Copy the material word for word, from its beginning up to and including the line with "positive clicks: (315, 175)". Leave out any pictures.

WORKING DATA:
────────

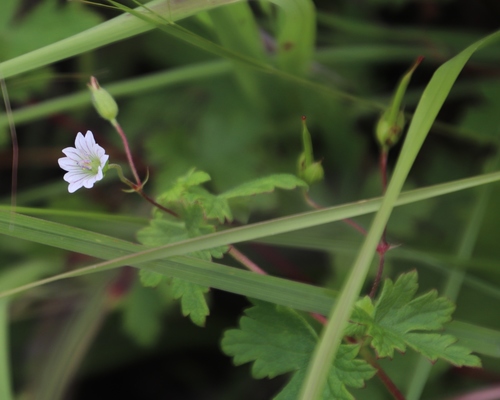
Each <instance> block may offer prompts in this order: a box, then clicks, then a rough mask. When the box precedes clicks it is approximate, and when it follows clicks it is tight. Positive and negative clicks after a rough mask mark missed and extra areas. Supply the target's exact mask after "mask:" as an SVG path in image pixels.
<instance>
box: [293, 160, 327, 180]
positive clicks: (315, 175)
mask: <svg viewBox="0 0 500 400" xmlns="http://www.w3.org/2000/svg"><path fill="white" fill-rule="evenodd" d="M324 175H325V173H324V171H323V166H322V165H321V161H317V162H314V163H312V164H311V165H309V167H306V169H304V170H303V171H302V173H301V174H300V176H299V178H300V179H302V180H303V181H304V182H305V183H307V184H308V185H312V184H313V183H314V182H318V181H321V180H323V176H324Z"/></svg>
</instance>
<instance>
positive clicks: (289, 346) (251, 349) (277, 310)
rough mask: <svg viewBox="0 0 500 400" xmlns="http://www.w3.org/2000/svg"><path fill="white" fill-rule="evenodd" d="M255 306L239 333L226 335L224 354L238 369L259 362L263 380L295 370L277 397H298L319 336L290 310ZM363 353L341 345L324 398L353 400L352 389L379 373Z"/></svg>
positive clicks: (248, 312) (326, 387)
mask: <svg viewBox="0 0 500 400" xmlns="http://www.w3.org/2000/svg"><path fill="white" fill-rule="evenodd" d="M253 303H254V306H253V307H251V308H249V309H247V310H245V314H246V316H244V317H242V318H241V319H240V327H239V329H231V330H228V331H226V332H225V333H224V337H223V339H222V350H223V351H224V352H225V353H226V354H228V355H230V356H232V357H233V361H234V363H235V364H236V365H241V364H244V363H247V362H253V365H252V375H253V376H254V378H257V379H261V378H265V377H269V378H273V377H275V376H278V375H281V374H284V373H287V372H293V377H292V379H291V380H290V382H289V383H288V384H287V385H286V386H285V387H284V388H283V390H282V391H281V392H280V393H279V394H278V395H277V397H276V399H280V400H284V399H296V398H297V394H298V391H299V389H300V386H301V384H302V381H303V379H304V376H305V369H306V368H307V365H308V363H309V360H310V358H311V355H312V352H313V351H314V348H315V346H316V343H317V341H318V335H317V334H316V331H315V330H314V329H313V328H312V326H311V325H310V324H309V323H308V322H307V321H306V319H305V318H304V317H302V316H300V315H299V314H298V313H297V312H295V311H294V310H292V309H290V308H288V307H282V306H276V305H273V304H270V303H266V302H262V301H256V300H253ZM358 351H359V346H357V345H342V346H341V350H340V351H339V354H338V357H337V358H336V360H335V362H334V363H333V365H332V367H331V369H330V371H329V373H328V385H327V387H326V389H325V391H324V393H323V397H322V398H323V399H346V400H347V399H349V400H350V399H353V398H354V397H353V396H352V395H351V394H350V393H349V391H348V389H347V387H353V388H360V387H362V386H363V385H364V380H365V379H369V378H371V377H372V376H373V375H374V374H375V370H374V369H373V368H372V367H371V366H370V365H369V364H367V363H366V362H365V361H363V360H359V359H356V356H357V354H358Z"/></svg>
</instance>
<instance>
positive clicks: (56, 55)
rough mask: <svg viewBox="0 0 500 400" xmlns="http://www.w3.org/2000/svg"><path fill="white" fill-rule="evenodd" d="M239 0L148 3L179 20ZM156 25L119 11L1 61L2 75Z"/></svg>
mask: <svg viewBox="0 0 500 400" xmlns="http://www.w3.org/2000/svg"><path fill="white" fill-rule="evenodd" d="M237 1H241V0H214V1H206V0H189V1H170V0H155V1H152V2H150V3H148V7H149V8H150V9H152V10H154V11H155V12H156V13H158V14H159V15H163V16H165V17H166V18H168V19H169V20H170V21H178V20H181V19H183V18H187V17H189V16H191V15H194V14H196V13H198V12H200V11H206V10H210V9H212V8H215V7H219V6H222V5H225V4H231V3H234V2H237ZM153 28H154V26H153V25H151V24H149V23H147V22H145V21H143V20H141V19H140V18H134V17H131V16H130V15H120V16H118V17H116V18H113V19H112V20H109V21H107V22H104V23H101V24H99V25H97V26H95V27H94V28H91V29H88V30H86V31H84V32H81V33H79V34H77V35H74V36H72V37H69V38H67V39H64V40H61V41H59V42H56V43H54V44H51V45H49V46H45V47H42V48H40V49H37V50H34V51H32V52H30V53H27V54H23V55H21V56H19V57H16V58H13V59H11V60H7V61H4V62H2V63H0V72H1V73H2V76H3V78H9V77H11V76H15V75H19V74H21V73H23V72H27V71H31V70H33V69H36V68H40V67H42V66H45V65H49V64H52V63H55V62H57V61H60V60H64V59H66V58H69V57H72V56H75V55H78V54H81V53H85V52H87V51H90V50H94V49H97V48H99V47H103V46H106V45H108V44H111V43H114V42H117V41H119V40H123V39H127V38H129V37H132V36H135V35H139V34H141V33H144V32H147V31H149V30H151V29H153Z"/></svg>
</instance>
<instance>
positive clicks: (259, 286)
mask: <svg viewBox="0 0 500 400" xmlns="http://www.w3.org/2000/svg"><path fill="white" fill-rule="evenodd" d="M499 180H500V172H496V173H492V174H487V175H482V176H479V177H474V178H468V179H463V180H459V181H455V182H449V183H446V184H442V185H436V186H431V187H429V188H423V189H418V190H413V191H410V192H407V193H403V194H402V195H401V196H400V198H399V199H398V200H397V202H396V205H403V204H408V203H411V202H415V201H420V200H424V199H428V198H432V197H435V196H439V195H443V194H447V193H451V192H454V191H458V190H463V189H466V188H469V187H474V186H477V185H482V184H487V183H491V182H495V181H499ZM380 204H381V199H380V198H376V199H371V200H365V201H360V202H355V203H352V204H346V205H343V206H337V207H332V208H328V209H324V210H319V211H312V212H307V213H303V214H298V215H294V216H290V217H285V218H279V219H275V220H271V221H267V222H262V223H258V224H253V225H248V226H244V227H241V228H236V229H231V230H227V231H223V232H217V233H214V234H211V235H206V236H202V237H198V238H194V239H190V240H185V241H182V242H177V243H173V244H169V245H166V246H162V247H158V248H152V249H146V248H145V247H143V246H140V245H137V244H134V243H130V242H126V241H123V240H119V239H116V238H112V237H109V236H105V235H100V234H96V233H95V232H90V231H85V230H82V229H77V228H74V227H70V226H67V225H62V224H57V223H54V222H49V221H44V220H40V219H36V218H31V217H27V216H24V215H21V214H17V215H16V218H15V221H14V222H15V223H14V225H13V229H9V222H10V215H11V214H10V209H9V207H4V209H3V210H2V209H1V208H0V234H4V235H7V236H12V237H17V238H22V239H24V240H29V241H33V242H36V243H41V244H45V245H48V246H52V247H56V248H61V249H65V250H70V251H74V252H79V253H83V254H88V255H92V256H94V257H98V258H102V259H105V260H111V261H107V262H104V263H100V264H96V265H91V266H89V267H86V268H82V269H79V270H76V271H72V272H68V273H64V274H60V275H57V276H54V277H51V278H47V279H44V280H40V281H36V282H32V283H30V284H28V285H24V286H22V287H16V288H11V290H5V291H3V292H1V293H0V297H3V296H7V295H10V294H13V293H18V292H21V291H23V290H27V289H29V288H32V287H36V286H39V285H42V284H45V283H49V282H53V281H56V280H59V279H65V278H70V277H75V276H79V275H84V274H88V273H95V272H99V271H101V270H107V269H111V268H116V267H119V266H123V265H135V266H139V267H142V268H146V267H147V266H148V265H146V264H143V263H145V262H148V261H153V260H158V259H164V258H166V257H173V256H175V255H182V254H187V253H190V252H193V251H197V250H204V249H208V248H212V247H217V246H220V245H226V244H230V243H238V242H242V241H247V240H254V239H258V238H262V237H266V236H270V235H275V234H279V233H285V232H289V231H293V230H298V229H303V228H307V227H312V226H317V225H322V224H326V223H328V222H334V221H338V220H341V219H344V218H351V217H355V216H359V215H363V214H367V213H370V212H373V211H376V210H377V209H378V208H379V206H380ZM28 211H29V210H28ZM174 261H175V262H174ZM150 267H151V268H152V269H153V270H156V269H158V271H156V272H160V273H163V274H165V275H169V276H175V277H178V278H181V279H186V280H189V281H191V282H194V283H199V284H202V285H205V286H210V287H214V288H219V289H222V290H226V291H229V292H233V293H238V294H242V295H245V296H250V297H255V298H260V299H263V300H266V301H272V302H275V303H277V304H284V303H285V305H288V306H292V307H294V308H297V309H302V310H304V309H307V310H310V309H309V308H307V307H306V306H305V304H304V303H302V301H304V302H305V301H306V300H305V299H308V298H310V296H311V293H310V292H307V293H306V292H303V293H302V294H301V295H298V294H297V293H296V292H294V293H285V292H286V287H287V284H288V283H286V282H289V281H286V280H279V279H278V278H273V277H270V276H263V275H256V274H253V273H250V272H247V271H240V270H236V269H234V268H230V267H227V266H224V265H219V264H215V263H209V262H202V261H201V260H198V261H197V263H195V261H194V259H191V258H189V257H183V258H180V259H179V258H177V259H176V260H163V261H162V262H158V264H154V265H151V266H150ZM289 284H290V285H291V284H292V283H291V282H290V283H289ZM294 284H295V283H294ZM263 287H265V291H262V290H261V289H262V288H263ZM306 287H307V288H309V286H308V285H305V286H303V287H302V288H306ZM297 288H298V287H297ZM297 288H296V289H297ZM6 289H7V288H6ZM294 290H295V289H294ZM297 290H299V289H297ZM304 290H305V289H304ZM267 291H268V292H267ZM282 291H283V293H281V292H282ZM299 291H300V290H299ZM280 294H283V298H280V297H279V295H280ZM287 296H288V297H287ZM308 296H309V297H308ZM283 302H284V303H283ZM324 304H325V303H321V302H319V303H315V307H317V311H316V312H325V311H326V310H325V309H324ZM319 310H321V311H319Z"/></svg>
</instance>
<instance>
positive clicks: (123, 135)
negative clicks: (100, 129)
mask: <svg viewBox="0 0 500 400" xmlns="http://www.w3.org/2000/svg"><path fill="white" fill-rule="evenodd" d="M111 125H113V127H114V128H115V129H116V131H117V132H118V134H119V135H120V138H121V139H122V142H123V148H124V149H125V154H126V155H127V160H128V163H129V165H130V169H131V170H132V174H133V175H134V179H135V182H136V183H137V186H139V188H140V189H142V182H141V178H139V174H138V173H137V169H136V168H135V164H134V160H133V158H132V152H131V151H130V147H129V145H128V140H127V137H126V136H125V132H123V129H122V127H121V126H120V124H119V123H118V121H117V120H116V119H114V120H113V121H111Z"/></svg>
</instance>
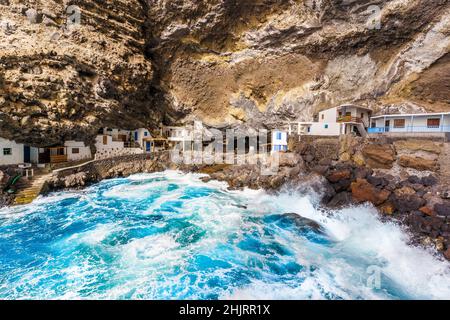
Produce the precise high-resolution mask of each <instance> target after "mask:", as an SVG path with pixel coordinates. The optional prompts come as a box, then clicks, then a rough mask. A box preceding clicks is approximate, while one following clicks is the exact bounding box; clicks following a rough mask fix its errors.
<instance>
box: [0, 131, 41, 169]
mask: <svg viewBox="0 0 450 320" xmlns="http://www.w3.org/2000/svg"><path fill="white" fill-rule="evenodd" d="M24 163H33V164H37V163H39V149H38V148H35V147H30V146H27V145H24V144H22V143H17V142H15V141H11V140H7V139H4V138H0V165H2V166H3V165H16V164H24Z"/></svg>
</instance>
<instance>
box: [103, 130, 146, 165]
mask: <svg viewBox="0 0 450 320" xmlns="http://www.w3.org/2000/svg"><path fill="white" fill-rule="evenodd" d="M103 137H104V136H103V135H98V136H97V138H96V139H95V147H96V149H97V152H96V153H95V159H96V160H100V159H107V158H113V157H119V156H124V155H131V154H142V153H144V151H143V150H142V149H141V148H125V147H124V143H123V142H122V141H113V139H112V136H109V135H105V137H106V144H104V143H103Z"/></svg>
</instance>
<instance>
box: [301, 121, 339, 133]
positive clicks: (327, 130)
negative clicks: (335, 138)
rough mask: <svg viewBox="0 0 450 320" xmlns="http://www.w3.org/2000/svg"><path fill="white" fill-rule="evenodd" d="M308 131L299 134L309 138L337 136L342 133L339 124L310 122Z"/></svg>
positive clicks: (334, 123)
mask: <svg viewBox="0 0 450 320" xmlns="http://www.w3.org/2000/svg"><path fill="white" fill-rule="evenodd" d="M309 127H310V131H309V132H305V133H301V134H305V135H310V136H339V135H340V134H342V133H343V131H342V130H343V125H342V124H341V123H337V122H334V123H325V122H311V123H310V124H309Z"/></svg>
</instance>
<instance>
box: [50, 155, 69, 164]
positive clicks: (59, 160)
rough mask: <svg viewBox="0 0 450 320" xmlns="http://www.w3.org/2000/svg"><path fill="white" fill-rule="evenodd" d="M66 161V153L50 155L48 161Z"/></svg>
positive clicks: (58, 161) (52, 161)
mask: <svg viewBox="0 0 450 320" xmlns="http://www.w3.org/2000/svg"><path fill="white" fill-rule="evenodd" d="M66 161H67V154H63V155H55V156H52V155H51V156H50V163H61V162H66Z"/></svg>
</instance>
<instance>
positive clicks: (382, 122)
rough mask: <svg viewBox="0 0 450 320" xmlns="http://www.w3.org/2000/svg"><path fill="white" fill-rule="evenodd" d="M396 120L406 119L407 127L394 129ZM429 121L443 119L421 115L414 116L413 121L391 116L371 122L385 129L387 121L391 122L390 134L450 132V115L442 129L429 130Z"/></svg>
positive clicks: (438, 115)
mask: <svg viewBox="0 0 450 320" xmlns="http://www.w3.org/2000/svg"><path fill="white" fill-rule="evenodd" d="M395 119H404V120H405V127H404V128H394V122H395ZM428 119H441V116H439V115H437V116H429V115H420V116H414V118H413V119H412V117H411V116H402V115H398V116H395V117H393V116H391V117H386V119H385V118H377V119H372V121H371V122H375V125H376V127H377V128H384V127H385V121H386V120H389V121H390V124H389V132H442V131H444V132H450V115H444V121H442V120H441V128H428V127H427V120H428Z"/></svg>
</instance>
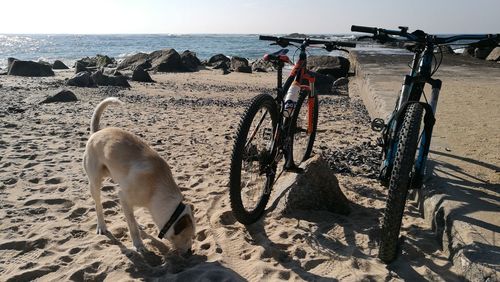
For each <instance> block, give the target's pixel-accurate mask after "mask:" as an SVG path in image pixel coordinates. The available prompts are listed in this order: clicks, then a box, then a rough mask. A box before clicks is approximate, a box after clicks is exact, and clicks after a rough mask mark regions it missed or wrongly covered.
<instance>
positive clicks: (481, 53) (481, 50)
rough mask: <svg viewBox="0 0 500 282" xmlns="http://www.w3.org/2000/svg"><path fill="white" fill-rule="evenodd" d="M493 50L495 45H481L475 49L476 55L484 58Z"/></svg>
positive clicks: (483, 59)
mask: <svg viewBox="0 0 500 282" xmlns="http://www.w3.org/2000/svg"><path fill="white" fill-rule="evenodd" d="M491 51H493V47H481V48H476V49H474V57H476V58H478V59H481V60H484V59H486V57H488V55H489V54H490V53H491Z"/></svg>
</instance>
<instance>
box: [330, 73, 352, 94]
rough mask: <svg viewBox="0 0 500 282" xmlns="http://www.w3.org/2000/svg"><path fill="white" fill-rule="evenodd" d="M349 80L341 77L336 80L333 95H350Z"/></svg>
mask: <svg viewBox="0 0 500 282" xmlns="http://www.w3.org/2000/svg"><path fill="white" fill-rule="evenodd" d="M348 85H349V79H348V78H347V77H341V78H339V79H337V80H335V81H334V82H333V84H332V93H333V94H336V95H349V88H348Z"/></svg>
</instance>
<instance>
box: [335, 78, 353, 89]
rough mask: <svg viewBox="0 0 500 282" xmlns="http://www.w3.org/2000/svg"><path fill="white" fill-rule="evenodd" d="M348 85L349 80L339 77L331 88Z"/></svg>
mask: <svg viewBox="0 0 500 282" xmlns="http://www.w3.org/2000/svg"><path fill="white" fill-rule="evenodd" d="M347 84H349V79H348V78H347V77H341V78H339V79H337V80H335V81H334V82H333V85H332V86H333V87H339V86H345V85H347Z"/></svg>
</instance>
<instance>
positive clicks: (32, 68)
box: [8, 60, 54, 76]
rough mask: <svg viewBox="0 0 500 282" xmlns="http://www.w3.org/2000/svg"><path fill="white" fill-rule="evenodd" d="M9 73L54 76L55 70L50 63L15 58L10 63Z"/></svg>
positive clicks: (8, 73) (10, 73)
mask: <svg viewBox="0 0 500 282" xmlns="http://www.w3.org/2000/svg"><path fill="white" fill-rule="evenodd" d="M8 74H9V75H17V76H53V75H54V71H52V67H51V66H50V65H45V64H40V63H37V62H33V61H20V60H14V61H13V62H12V64H11V65H10V68H9V71H8Z"/></svg>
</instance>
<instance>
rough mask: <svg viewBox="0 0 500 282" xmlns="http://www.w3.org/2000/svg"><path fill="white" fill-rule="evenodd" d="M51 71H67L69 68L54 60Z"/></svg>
mask: <svg viewBox="0 0 500 282" xmlns="http://www.w3.org/2000/svg"><path fill="white" fill-rule="evenodd" d="M52 69H53V70H67V69H69V67H68V66H67V65H66V64H64V63H63V62H61V61H59V60H55V61H54V63H53V64H52Z"/></svg>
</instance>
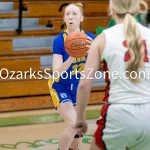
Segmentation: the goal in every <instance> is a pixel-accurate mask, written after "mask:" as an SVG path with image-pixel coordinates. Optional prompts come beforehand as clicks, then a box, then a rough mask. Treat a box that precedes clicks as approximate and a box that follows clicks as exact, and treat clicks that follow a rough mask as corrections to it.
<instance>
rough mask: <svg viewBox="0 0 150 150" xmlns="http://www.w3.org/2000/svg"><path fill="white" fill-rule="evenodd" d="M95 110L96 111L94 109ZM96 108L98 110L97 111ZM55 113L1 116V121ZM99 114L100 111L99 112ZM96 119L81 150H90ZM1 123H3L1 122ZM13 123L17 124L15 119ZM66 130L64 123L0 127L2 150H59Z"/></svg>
mask: <svg viewBox="0 0 150 150" xmlns="http://www.w3.org/2000/svg"><path fill="white" fill-rule="evenodd" d="M93 108H94V109H93ZM95 108H96V109H95ZM98 108H100V107H98V106H97V107H95V106H92V107H89V110H98ZM54 112H55V111H49V110H46V111H29V112H16V113H4V114H0V120H2V119H3V118H7V117H14V116H21V117H24V116H30V115H33V114H36V115H37V116H38V115H41V114H49V113H51V114H53V113H54ZM97 112H98V111H97ZM97 116H98V114H97V115H96V117H95V119H89V120H88V125H89V129H88V132H87V134H86V135H85V136H84V138H83V140H82V144H81V146H80V150H88V149H89V147H90V142H91V140H92V135H93V133H94V131H95V129H96V123H95V122H96V118H97ZM43 118H44V117H43ZM0 122H1V121H0ZM12 122H15V119H13V121H12ZM64 128H65V123H64V122H62V121H61V122H53V123H48V122H47V123H46V122H45V123H42V124H41V123H38V124H37V123H35V124H34V123H33V124H30V125H19V124H18V125H17V126H11V125H9V126H8V127H0V150H57V148H58V142H59V137H60V133H62V132H63V129H64Z"/></svg>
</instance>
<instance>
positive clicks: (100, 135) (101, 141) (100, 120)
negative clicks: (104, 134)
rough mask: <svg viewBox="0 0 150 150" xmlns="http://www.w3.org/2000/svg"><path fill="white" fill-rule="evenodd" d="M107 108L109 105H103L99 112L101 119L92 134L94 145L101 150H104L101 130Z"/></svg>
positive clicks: (99, 120) (98, 121) (108, 107)
mask: <svg viewBox="0 0 150 150" xmlns="http://www.w3.org/2000/svg"><path fill="white" fill-rule="evenodd" d="M108 108H109V104H104V105H103V107H102V110H101V118H100V119H99V120H98V121H97V124H98V127H97V130H96V132H95V134H94V137H95V144H96V145H97V146H98V147H99V148H100V149H101V150H106V145H105V142H104V141H103V139H102V137H103V130H104V128H105V124H106V116H107V111H108Z"/></svg>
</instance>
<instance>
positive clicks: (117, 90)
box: [102, 23, 150, 104]
mask: <svg viewBox="0 0 150 150" xmlns="http://www.w3.org/2000/svg"><path fill="white" fill-rule="evenodd" d="M137 25H138V28H139V30H140V33H141V37H142V41H143V43H144V46H145V56H144V68H143V69H141V70H140V82H139V83H133V82H131V81H130V80H129V79H128V77H127V74H129V73H128V72H126V67H127V62H128V60H129V59H130V54H129V51H128V48H127V46H126V40H125V35H124V25H123V24H117V25H115V26H113V27H111V28H109V29H106V30H104V34H105V37H106V45H105V49H104V51H103V54H102V60H105V61H106V63H107V67H108V70H109V72H108V73H109V80H110V82H109V83H110V86H109V93H108V95H109V97H108V102H109V103H122V104H124V103H125V104H126V103H127V104H129V103H130V104H141V103H147V102H150V29H148V28H146V27H144V26H142V25H141V24H139V23H137ZM105 74H106V73H105ZM134 74H135V72H132V73H131V74H130V76H131V77H132V78H134V76H133V75H134Z"/></svg>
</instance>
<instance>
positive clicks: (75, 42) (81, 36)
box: [65, 32, 89, 58]
mask: <svg viewBox="0 0 150 150" xmlns="http://www.w3.org/2000/svg"><path fill="white" fill-rule="evenodd" d="M87 37H88V36H87V35H86V34H85V33H83V32H75V33H71V34H69V35H68V36H67V38H66V40H65V50H66V52H67V53H68V55H70V56H72V57H75V58H80V57H84V56H86V55H87V50H88V47H86V45H88V44H89V43H87V42H86V40H87Z"/></svg>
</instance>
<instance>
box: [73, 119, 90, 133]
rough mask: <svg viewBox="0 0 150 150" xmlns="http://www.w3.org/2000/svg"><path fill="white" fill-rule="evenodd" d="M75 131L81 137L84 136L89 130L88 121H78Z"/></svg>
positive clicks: (79, 120)
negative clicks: (75, 130) (87, 122)
mask: <svg viewBox="0 0 150 150" xmlns="http://www.w3.org/2000/svg"><path fill="white" fill-rule="evenodd" d="M75 130H76V132H77V134H78V135H79V136H83V135H84V134H85V133H86V132H87V130H88V125H87V123H86V121H85V120H84V119H82V120H78V119H77V122H76V124H75Z"/></svg>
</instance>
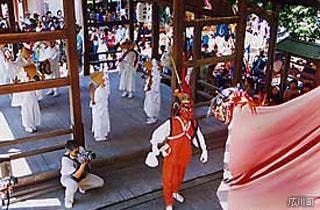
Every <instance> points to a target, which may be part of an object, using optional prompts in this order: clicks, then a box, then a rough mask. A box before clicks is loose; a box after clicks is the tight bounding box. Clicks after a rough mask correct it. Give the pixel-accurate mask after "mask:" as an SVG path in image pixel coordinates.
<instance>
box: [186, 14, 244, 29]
mask: <svg viewBox="0 0 320 210" xmlns="http://www.w3.org/2000/svg"><path fill="white" fill-rule="evenodd" d="M239 22H240V16H233V17H216V18H201V19H195V20H192V21H190V22H187V27H191V26H193V27H195V26H200V27H203V26H210V25H217V24H234V23H239Z"/></svg>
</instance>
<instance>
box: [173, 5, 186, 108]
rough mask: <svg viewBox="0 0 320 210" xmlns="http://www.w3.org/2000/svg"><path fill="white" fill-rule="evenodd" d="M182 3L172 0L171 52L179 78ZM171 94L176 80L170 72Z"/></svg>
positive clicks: (180, 63)
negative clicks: (171, 50) (171, 38)
mask: <svg viewBox="0 0 320 210" xmlns="http://www.w3.org/2000/svg"><path fill="white" fill-rule="evenodd" d="M183 2H184V1H183V0H173V50H172V57H173V60H174V62H175V65H176V68H177V73H178V75H179V77H180V79H182V78H181V70H182V64H183V56H182V53H183V48H184V31H185V17H184V12H185V10H184V3H183ZM171 88H172V92H173V91H174V90H175V89H176V88H177V78H176V75H175V73H174V71H173V72H172V77H171ZM172 102H173V103H174V102H175V97H174V96H173V95H172Z"/></svg>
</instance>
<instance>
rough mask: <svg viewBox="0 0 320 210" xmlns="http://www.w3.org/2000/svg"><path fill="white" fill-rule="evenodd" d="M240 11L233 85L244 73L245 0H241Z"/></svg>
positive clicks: (244, 37) (245, 30)
mask: <svg viewBox="0 0 320 210" xmlns="http://www.w3.org/2000/svg"><path fill="white" fill-rule="evenodd" d="M238 4H239V11H238V14H239V15H240V20H239V22H238V24H237V28H236V34H237V35H236V43H235V48H236V61H235V71H234V72H233V80H232V86H236V85H237V83H240V82H241V74H242V64H243V55H244V39H245V33H246V25H247V23H246V4H245V2H244V0H239V3H238Z"/></svg>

────────

TASK SOLUTION:
Each <instance> block may offer prompts in this order: a box, then clicks, then a rough mask. When the box precedes clicks it is approximate, and when it follows clicks it is tight. Positive and negative clicks after a rough mask mark missed and extra areas. Supply the target's exact mask after "mask:" as an SVG path in image pixels.
<instance>
box: [293, 160, 327, 180]
positive clicks: (315, 175)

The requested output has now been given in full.